- [Task to complete]
Please return the items below word for word, starting with their first line and going on through the line with "x=190, y=878". Include both of those lines and nothing after the second.

- [Source records]
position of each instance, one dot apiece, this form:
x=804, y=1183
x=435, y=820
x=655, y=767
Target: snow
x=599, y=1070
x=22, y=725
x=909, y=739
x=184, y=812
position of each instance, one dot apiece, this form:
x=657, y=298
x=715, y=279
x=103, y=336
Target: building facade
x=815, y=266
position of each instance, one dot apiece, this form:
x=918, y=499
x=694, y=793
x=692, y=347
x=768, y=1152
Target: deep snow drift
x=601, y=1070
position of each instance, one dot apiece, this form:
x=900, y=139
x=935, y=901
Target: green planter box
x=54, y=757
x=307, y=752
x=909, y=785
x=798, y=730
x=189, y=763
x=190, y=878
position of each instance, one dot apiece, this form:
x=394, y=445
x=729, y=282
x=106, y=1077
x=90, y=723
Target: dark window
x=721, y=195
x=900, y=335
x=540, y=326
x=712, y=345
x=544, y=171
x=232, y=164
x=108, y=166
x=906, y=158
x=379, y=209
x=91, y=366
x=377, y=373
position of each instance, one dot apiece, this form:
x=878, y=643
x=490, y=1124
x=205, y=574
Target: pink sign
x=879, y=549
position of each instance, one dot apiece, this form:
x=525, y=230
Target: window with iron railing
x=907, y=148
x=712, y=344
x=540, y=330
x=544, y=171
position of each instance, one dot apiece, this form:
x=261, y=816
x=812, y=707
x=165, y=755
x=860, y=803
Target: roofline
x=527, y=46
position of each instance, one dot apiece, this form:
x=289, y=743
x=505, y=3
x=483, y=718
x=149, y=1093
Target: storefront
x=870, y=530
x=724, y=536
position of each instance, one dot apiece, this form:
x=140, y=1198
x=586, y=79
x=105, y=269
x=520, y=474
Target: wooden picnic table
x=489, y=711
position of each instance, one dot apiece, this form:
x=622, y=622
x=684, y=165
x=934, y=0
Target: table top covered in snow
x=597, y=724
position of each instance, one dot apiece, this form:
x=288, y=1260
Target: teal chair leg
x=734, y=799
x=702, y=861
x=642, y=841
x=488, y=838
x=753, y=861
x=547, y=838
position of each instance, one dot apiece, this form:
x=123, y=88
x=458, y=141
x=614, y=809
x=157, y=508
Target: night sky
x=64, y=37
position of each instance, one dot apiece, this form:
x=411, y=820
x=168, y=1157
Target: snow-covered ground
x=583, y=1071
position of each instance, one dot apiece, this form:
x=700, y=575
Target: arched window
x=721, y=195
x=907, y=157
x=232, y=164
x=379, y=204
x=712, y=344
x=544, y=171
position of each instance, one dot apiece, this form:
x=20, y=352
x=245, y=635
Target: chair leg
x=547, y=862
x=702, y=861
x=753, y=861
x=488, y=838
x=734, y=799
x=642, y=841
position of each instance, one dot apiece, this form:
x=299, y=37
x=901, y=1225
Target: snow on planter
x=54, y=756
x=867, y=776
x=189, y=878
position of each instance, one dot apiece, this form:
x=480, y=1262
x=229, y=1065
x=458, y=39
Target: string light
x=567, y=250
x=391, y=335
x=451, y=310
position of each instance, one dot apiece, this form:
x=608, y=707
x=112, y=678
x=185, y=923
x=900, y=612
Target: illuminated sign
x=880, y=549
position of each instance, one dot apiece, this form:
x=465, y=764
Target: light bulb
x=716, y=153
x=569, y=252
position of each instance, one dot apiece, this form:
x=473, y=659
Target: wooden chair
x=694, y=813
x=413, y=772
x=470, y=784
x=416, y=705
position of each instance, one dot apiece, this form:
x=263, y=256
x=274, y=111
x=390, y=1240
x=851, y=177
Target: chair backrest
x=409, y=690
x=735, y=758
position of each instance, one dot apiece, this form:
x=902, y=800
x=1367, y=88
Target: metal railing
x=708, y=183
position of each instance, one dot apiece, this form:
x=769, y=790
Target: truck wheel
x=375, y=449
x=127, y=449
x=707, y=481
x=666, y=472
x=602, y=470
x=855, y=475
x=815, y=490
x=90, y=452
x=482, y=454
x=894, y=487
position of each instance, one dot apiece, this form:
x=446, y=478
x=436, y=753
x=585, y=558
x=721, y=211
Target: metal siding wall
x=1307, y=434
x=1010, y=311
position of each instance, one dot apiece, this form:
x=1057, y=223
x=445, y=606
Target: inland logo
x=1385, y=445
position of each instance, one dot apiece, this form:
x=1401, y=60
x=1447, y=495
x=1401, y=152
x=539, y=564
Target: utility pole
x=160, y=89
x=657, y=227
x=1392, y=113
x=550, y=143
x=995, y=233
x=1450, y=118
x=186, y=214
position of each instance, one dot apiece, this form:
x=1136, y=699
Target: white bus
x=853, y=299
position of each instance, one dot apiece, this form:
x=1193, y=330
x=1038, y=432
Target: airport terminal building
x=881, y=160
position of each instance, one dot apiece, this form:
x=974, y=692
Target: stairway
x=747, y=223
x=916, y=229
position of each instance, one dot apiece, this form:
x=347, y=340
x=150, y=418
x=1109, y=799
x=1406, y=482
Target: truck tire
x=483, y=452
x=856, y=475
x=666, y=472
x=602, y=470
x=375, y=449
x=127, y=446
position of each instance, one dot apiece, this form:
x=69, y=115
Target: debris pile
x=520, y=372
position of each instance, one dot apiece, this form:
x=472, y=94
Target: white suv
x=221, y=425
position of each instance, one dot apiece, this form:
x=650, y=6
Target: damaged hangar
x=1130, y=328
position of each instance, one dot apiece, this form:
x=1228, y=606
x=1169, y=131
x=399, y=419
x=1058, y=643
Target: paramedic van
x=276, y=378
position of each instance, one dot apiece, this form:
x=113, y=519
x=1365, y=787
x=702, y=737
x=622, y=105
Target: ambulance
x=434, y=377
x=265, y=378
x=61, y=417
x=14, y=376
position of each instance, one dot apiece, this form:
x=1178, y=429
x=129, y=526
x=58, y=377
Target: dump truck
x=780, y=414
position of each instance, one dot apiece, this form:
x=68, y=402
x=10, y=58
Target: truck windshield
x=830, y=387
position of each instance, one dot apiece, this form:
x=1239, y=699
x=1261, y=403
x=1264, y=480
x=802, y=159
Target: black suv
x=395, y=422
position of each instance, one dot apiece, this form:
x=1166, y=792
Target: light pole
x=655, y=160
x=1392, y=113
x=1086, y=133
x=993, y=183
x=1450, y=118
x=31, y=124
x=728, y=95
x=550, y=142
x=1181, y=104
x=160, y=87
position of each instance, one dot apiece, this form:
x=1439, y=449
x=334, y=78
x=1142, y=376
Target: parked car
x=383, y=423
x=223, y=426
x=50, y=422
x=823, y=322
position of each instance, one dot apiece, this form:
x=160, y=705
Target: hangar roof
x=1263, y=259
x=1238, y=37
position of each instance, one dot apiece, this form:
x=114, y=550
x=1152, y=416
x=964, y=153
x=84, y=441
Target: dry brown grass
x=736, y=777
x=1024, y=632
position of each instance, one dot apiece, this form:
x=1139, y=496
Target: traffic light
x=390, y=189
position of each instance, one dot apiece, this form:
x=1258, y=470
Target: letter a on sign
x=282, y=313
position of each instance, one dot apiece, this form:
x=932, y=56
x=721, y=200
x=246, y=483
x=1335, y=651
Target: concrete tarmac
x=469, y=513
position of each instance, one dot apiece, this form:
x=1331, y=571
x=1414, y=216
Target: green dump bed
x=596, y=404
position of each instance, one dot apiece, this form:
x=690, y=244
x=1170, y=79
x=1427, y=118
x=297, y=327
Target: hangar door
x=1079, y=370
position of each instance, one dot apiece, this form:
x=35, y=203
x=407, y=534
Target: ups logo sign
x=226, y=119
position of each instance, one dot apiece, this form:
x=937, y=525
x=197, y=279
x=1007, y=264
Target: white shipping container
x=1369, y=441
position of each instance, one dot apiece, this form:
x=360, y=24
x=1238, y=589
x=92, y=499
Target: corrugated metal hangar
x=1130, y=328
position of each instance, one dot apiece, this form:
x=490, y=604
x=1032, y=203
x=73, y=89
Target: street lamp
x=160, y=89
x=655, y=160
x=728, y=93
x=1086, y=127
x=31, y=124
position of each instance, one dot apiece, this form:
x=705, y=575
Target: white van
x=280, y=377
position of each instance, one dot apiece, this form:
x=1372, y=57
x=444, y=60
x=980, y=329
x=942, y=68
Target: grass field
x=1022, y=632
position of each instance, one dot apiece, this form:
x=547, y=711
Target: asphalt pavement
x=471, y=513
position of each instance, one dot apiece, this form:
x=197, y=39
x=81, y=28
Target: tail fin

- [Solution below]
position of each instance, one dot apiece, this form:
x=804, y=1183
x=435, y=820
x=655, y=767
Target: snow
x=599, y=1070
x=22, y=725
x=909, y=739
x=184, y=812
position of each instance, one dot apiece, this form:
x=657, y=298
x=715, y=279
x=103, y=336
Target: building facade
x=815, y=266
position of each instance, one dot apiece, this form:
x=918, y=499
x=694, y=793
x=692, y=347
x=768, y=1152
Target: deep snow drift
x=601, y=1070
position of each instance, one dot apiece, this form:
x=900, y=139
x=935, y=901
Target: green planter box
x=54, y=757
x=307, y=752
x=909, y=785
x=798, y=730
x=189, y=763
x=190, y=878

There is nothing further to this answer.